## GIVEN INSTRUCTION:
Change each "I would be thankful" in the records below to "I would appreciate it", keeping everything else the same. Leave the pictures out of your answer.

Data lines

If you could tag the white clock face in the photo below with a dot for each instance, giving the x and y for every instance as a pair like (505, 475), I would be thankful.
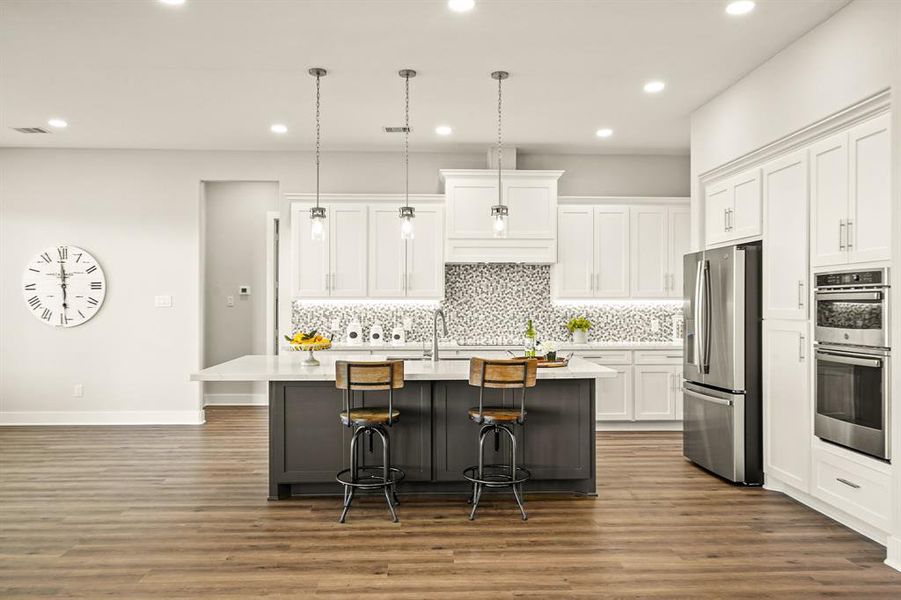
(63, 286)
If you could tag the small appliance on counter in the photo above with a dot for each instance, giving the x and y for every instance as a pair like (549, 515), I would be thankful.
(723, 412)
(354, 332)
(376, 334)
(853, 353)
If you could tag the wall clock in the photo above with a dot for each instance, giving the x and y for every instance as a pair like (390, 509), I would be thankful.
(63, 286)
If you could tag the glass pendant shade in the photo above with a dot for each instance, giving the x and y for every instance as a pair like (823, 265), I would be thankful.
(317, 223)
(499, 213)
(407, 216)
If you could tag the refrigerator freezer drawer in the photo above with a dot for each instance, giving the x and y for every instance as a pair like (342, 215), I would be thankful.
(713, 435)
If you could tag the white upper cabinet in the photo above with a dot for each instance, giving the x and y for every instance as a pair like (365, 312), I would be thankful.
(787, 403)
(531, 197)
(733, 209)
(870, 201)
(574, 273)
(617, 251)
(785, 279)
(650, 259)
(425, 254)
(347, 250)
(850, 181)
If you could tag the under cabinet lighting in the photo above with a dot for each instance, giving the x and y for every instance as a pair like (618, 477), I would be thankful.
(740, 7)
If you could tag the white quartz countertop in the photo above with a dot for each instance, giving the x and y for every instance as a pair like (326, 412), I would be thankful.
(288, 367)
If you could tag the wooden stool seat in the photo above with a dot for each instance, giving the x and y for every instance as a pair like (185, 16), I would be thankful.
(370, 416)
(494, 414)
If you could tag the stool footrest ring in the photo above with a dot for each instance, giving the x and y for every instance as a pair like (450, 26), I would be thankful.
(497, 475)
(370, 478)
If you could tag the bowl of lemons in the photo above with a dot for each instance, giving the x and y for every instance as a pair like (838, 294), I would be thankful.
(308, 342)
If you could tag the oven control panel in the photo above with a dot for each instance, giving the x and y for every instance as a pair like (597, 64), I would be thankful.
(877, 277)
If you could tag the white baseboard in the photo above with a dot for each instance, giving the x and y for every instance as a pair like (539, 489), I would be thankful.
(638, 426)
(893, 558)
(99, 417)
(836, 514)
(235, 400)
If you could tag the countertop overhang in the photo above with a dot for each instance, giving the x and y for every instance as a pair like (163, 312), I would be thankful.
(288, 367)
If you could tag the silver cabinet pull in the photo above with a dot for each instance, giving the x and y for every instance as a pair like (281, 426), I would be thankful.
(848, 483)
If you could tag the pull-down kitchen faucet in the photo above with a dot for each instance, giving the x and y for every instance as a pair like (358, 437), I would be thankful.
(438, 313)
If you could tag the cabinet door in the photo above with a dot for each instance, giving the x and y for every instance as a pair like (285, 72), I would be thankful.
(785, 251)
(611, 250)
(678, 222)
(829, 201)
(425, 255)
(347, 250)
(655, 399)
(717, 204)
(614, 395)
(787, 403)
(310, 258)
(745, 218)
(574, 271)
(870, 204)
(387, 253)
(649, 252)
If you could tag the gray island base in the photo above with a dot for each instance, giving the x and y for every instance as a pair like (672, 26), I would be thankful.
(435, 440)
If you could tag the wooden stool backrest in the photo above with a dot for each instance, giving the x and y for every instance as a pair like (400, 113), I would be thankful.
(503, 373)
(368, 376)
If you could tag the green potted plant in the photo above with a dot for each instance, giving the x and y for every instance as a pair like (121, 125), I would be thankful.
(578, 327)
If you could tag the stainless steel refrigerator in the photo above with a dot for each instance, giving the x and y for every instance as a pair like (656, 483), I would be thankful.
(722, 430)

## OUTPUT OF THE EXERCISE:
If you could tag the white clock face in the photo below with a dot for each instance, giving the x and y for every instance as a pair like (505, 475), I would appreciate it.
(63, 286)
If you could tag the small appliance on counter in the photo above with a dot for each instance, giving the x and y for every instance as a pair like (549, 515), I would appreciate it.
(723, 412)
(354, 332)
(376, 334)
(853, 353)
If you could tag the wall clock in the photo above with a dot for each instance, giving the x and y for every instance as a pair like (390, 509), I would appreciate it.
(63, 286)
If you could tag the glass pendant shade in the photo above with a dot for each instance, giving the x and y for every instance as a pair like (823, 265), I would appreciate it.
(317, 223)
(499, 213)
(407, 216)
If you could tag the refrigerator freezer drawer in the photo above with a dot for each instance, giving the x and y for every instance as a pair like (342, 215), I would appreciate it.
(713, 435)
If you could tag the white upper cabinet in the photo above with a dot for each instance, giving the x and y for every instance as a pair like (365, 312), I would appreciate it.
(787, 403)
(531, 197)
(733, 209)
(870, 201)
(574, 273)
(617, 251)
(785, 279)
(650, 259)
(425, 254)
(347, 250)
(850, 181)
If you could tag the under cabinet lighting in the photo above with a dot for each instance, giving the x and y for every instance as a pair like (618, 477), I would appreciate it.
(740, 7)
If you could tag the white quartz countertop in the photo above with a dot for each instance, giving the x and y for every instance as a pair like (326, 412), I would appreciate it.
(288, 367)
If you could tag the wooden stool seat in the photo above with a dot for each instance, giving the x and y for every instance as a pair like (185, 16), I would appreciate it.
(370, 416)
(494, 414)
If you could tag the stool footrest ring in the photo above with a dot for each instance, giving the x and y for every instance as a pair like (450, 26), I would appreciate it.
(497, 475)
(370, 478)
If you could tag the bowl of lemons in the photo above with a dot for each instance, giving the x and y for every instance as a pair like (838, 294), I would appreciate it.
(308, 342)
If you could tag the oven control panel in the photo above with a dot for each instance, giving the x and y for every instance as a pair like (597, 64), I would appreciate it.
(877, 277)
If you could tag the white baseboard in the photo above with a dot for each instance, giving the x and y for every instance as a pair like (539, 489), I would appreciate it.
(638, 426)
(893, 558)
(99, 417)
(836, 514)
(235, 400)
If you could tag the countertop overhang in the photo above with a dot for each instance, giving the x and y for every instance as a pair like (163, 312), I would appreciate it.
(288, 367)
If you could tag the silver cabinet pull in the photo above with a dot for each instance, giving the x and y for every instance as a pair like (281, 426), I would appreciate it.
(848, 483)
If you could tag the pull-down kitchen faucet in the photo above with a dot for each instance, giving the x and y for every instance as a pair like (358, 437), I would appreciate it.
(438, 313)
If you could tag the cabinet door in the photo above with a dot for each instance, giving the x and y for every instance as a pair like (285, 72), I would appreciate it.
(785, 251)
(611, 250)
(678, 222)
(829, 201)
(425, 255)
(347, 250)
(655, 399)
(717, 204)
(614, 395)
(787, 403)
(310, 258)
(745, 218)
(574, 271)
(870, 204)
(387, 253)
(649, 252)
If you could tag the gray island base in the photo above with a dot for each instance, giving the x and y for every instance as a pair like (672, 26), I would appreciate it.
(435, 440)
If you could tag the wooden stool backrest in the photo above with a dot for each instance, giving the x and y for every instance as a pair like (400, 113), I would appreciate it.
(503, 373)
(368, 376)
If you could tag the green potted plant in the photo above with a dot for each instance, giving the x and y for every instance as a pair like (121, 125), I would appreciate it.
(578, 327)
If you could tag the stainless steel refrigerator in the photo above with a dot for each instance, giving the x and y for every instance as a pair like (656, 483), I would appreciate it.
(722, 430)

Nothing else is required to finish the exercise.